## EXTRACTED TEXT
=-=-=

There's a few subtleties that would make this change in particular good to have on macOS at least. Given that, as said, threads and the runtime entry and exits needs to have implicit autoreleasepools to avoid potentially leaking both memory, but more importantly: kernel handles. A lot of functionality in macOS relies on getting shared memory handles that are wrapped in autorelease handlers; and without a pool to clean them up you can end up with a bunch of zombie handles exhausting the available handles in the system. Having this implicit and explicit control over autorelease behaviour would be a massive benefit and memory safety improvement when working on cross-platform software in D, as you can not avoid relying on Objective-C, eg. if you're making graphical applications.
I will add that the code I shared on the D Language Code Club discord still leaks ~10 objects on exit (but no kernel handles) due to a pool not being created before the objective-c runtime is loaded. This however is serviceable, as the memory gets freed anyway when the process exits. However if you are opening file handles without an autorelease pool you may end up leaking handles if you forget creating one. Having that handled automatically would be of great benefit in ensuring correct behaviour. However there's a single exception to autorelease pools, and that's Objective-C exceptions. Those implicitly free pool objects and don't need special handling, from my understanding. As such pools should only be freed when its scope exits *without any Objective-C exception being thrown*. D exceptions don't trigger this behaviour though, so there might need to be special handling for uncaught exceptions and errors.

=-=-=

## RECORD LIST
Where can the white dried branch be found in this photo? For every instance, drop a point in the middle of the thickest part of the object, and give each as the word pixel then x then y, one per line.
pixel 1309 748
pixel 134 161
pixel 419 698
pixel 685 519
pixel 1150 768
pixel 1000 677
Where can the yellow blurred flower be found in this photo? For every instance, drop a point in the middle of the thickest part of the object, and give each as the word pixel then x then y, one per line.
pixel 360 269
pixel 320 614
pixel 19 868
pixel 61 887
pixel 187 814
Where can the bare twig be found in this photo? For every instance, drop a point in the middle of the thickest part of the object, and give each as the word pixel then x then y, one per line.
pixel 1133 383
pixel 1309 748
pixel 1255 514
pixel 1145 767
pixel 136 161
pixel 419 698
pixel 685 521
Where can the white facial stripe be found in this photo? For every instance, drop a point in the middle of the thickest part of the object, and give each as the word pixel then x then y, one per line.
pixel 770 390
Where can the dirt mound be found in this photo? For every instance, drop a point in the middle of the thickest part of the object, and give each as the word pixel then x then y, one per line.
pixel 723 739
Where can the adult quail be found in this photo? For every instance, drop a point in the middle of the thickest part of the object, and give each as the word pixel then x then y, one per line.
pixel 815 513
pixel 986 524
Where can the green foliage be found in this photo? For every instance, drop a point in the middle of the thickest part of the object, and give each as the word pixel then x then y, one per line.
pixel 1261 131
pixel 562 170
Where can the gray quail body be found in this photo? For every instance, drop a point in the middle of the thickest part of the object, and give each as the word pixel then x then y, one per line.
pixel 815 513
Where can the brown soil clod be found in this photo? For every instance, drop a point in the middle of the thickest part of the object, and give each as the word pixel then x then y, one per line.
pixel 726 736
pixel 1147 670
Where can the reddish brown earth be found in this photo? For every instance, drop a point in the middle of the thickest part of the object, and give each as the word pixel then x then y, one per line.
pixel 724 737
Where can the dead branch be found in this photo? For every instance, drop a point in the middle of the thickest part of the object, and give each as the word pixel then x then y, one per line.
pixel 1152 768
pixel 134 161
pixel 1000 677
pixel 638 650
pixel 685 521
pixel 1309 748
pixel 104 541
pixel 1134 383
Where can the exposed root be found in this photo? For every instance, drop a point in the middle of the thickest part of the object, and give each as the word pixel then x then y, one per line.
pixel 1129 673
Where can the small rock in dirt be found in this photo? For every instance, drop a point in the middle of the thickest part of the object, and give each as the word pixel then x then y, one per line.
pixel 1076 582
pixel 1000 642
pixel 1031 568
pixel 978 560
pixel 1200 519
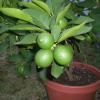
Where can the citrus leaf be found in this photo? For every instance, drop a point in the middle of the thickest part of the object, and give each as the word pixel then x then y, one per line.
pixel 55 5
pixel 29 5
pixel 26 27
pixel 71 32
pixel 83 30
pixel 62 13
pixel 17 13
pixel 70 14
pixel 28 39
pixel 56 70
pixel 42 5
pixel 55 32
pixel 82 19
pixel 38 17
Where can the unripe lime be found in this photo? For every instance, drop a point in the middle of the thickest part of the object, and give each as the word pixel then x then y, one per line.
pixel 43 58
pixel 63 54
pixel 45 41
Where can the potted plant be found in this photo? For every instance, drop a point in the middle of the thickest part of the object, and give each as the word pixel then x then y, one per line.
pixel 54 29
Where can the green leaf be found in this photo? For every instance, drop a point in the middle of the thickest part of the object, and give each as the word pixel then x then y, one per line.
pixel 87 3
pixel 96 23
pixel 40 18
pixel 82 19
pixel 42 5
pixel 26 27
pixel 55 5
pixel 28 39
pixel 83 30
pixel 4 46
pixel 17 13
pixel 3 29
pixel 56 70
pixel 71 32
pixel 55 32
pixel 24 70
pixel 70 14
pixel 4 36
pixel 30 5
pixel 62 13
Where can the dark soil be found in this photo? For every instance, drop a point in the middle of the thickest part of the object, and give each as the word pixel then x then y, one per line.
pixel 81 76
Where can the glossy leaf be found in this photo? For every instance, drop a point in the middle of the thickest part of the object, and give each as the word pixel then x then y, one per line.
pixel 70 14
pixel 82 19
pixel 55 5
pixel 62 13
pixel 26 27
pixel 42 5
pixel 28 39
pixel 71 32
pixel 17 13
pixel 38 17
pixel 56 70
pixel 29 5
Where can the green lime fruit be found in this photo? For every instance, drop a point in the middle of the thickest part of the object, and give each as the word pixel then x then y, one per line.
pixel 45 40
pixel 43 58
pixel 63 54
pixel 63 23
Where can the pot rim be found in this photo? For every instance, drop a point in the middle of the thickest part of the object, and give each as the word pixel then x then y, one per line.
pixel 94 85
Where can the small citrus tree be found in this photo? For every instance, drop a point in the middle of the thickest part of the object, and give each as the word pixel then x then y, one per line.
pixel 49 28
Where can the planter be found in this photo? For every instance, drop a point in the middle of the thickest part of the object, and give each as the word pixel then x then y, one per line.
pixel 58 91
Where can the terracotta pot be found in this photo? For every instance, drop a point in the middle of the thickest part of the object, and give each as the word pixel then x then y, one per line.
pixel 58 91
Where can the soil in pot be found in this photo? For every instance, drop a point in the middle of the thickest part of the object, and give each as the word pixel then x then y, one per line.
pixel 81 76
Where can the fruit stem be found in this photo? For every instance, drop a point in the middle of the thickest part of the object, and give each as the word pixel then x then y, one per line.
pixel 69 74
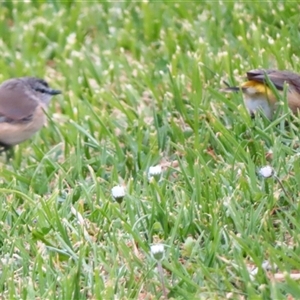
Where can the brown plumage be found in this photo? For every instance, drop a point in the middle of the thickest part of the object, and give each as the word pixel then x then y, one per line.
pixel 259 96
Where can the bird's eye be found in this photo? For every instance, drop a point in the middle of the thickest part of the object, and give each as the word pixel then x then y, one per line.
pixel 40 90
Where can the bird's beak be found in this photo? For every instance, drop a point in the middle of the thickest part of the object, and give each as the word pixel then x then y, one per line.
pixel 54 92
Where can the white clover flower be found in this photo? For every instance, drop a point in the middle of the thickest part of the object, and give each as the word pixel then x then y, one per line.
pixel 158 251
pixel 266 172
pixel 154 171
pixel 118 192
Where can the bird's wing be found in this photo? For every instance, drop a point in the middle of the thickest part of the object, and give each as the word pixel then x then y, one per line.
pixel 278 78
pixel 15 101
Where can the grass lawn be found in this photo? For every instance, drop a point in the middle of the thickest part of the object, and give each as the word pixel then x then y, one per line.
pixel 141 88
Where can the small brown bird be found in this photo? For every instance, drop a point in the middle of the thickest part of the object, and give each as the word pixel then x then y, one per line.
pixel 22 105
pixel 259 96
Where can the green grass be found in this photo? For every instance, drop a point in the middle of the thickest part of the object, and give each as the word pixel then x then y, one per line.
pixel 141 86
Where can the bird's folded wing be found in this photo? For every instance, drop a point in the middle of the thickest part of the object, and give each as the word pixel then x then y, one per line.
pixel 278 78
pixel 16 103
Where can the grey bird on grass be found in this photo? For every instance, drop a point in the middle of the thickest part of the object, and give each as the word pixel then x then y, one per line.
pixel 23 102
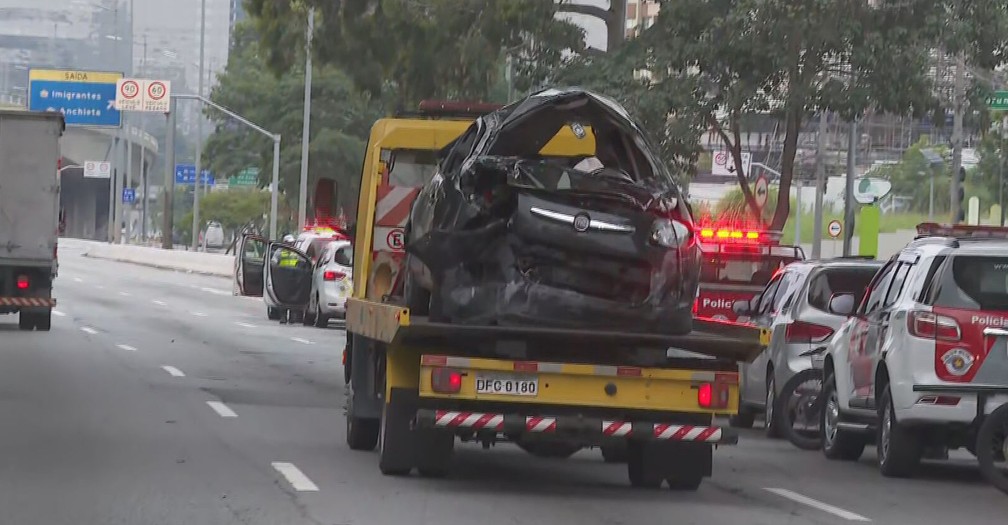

=-=-=

Reproduce everything from "There's a few" down to "making graphical applications." in the note on autorelease pools above, changing "zombie handles" to "orphaned handles".

There's a few subtleties that would make this change in particular good to have on macOS at least. Given that, as said, threads and the runtime entry and exits needs to have implicit autoreleasepools to avoid potentially leaking both memory, but more importantly: kernel handles. A lot of functionality in macOS relies on getting shared memory handles that are wrapped in autorelease handlers; and without a pool to clean them up you can end up with a bunch of orphaned handles exhausting the available handles in the system. Having this implicit and explicit control over autorelease behaviour would be a massive benefit and memory safety improvement when working on cross-platform software in D, as you can not avoid relying on Objective-C, eg. if you're making graphical applications.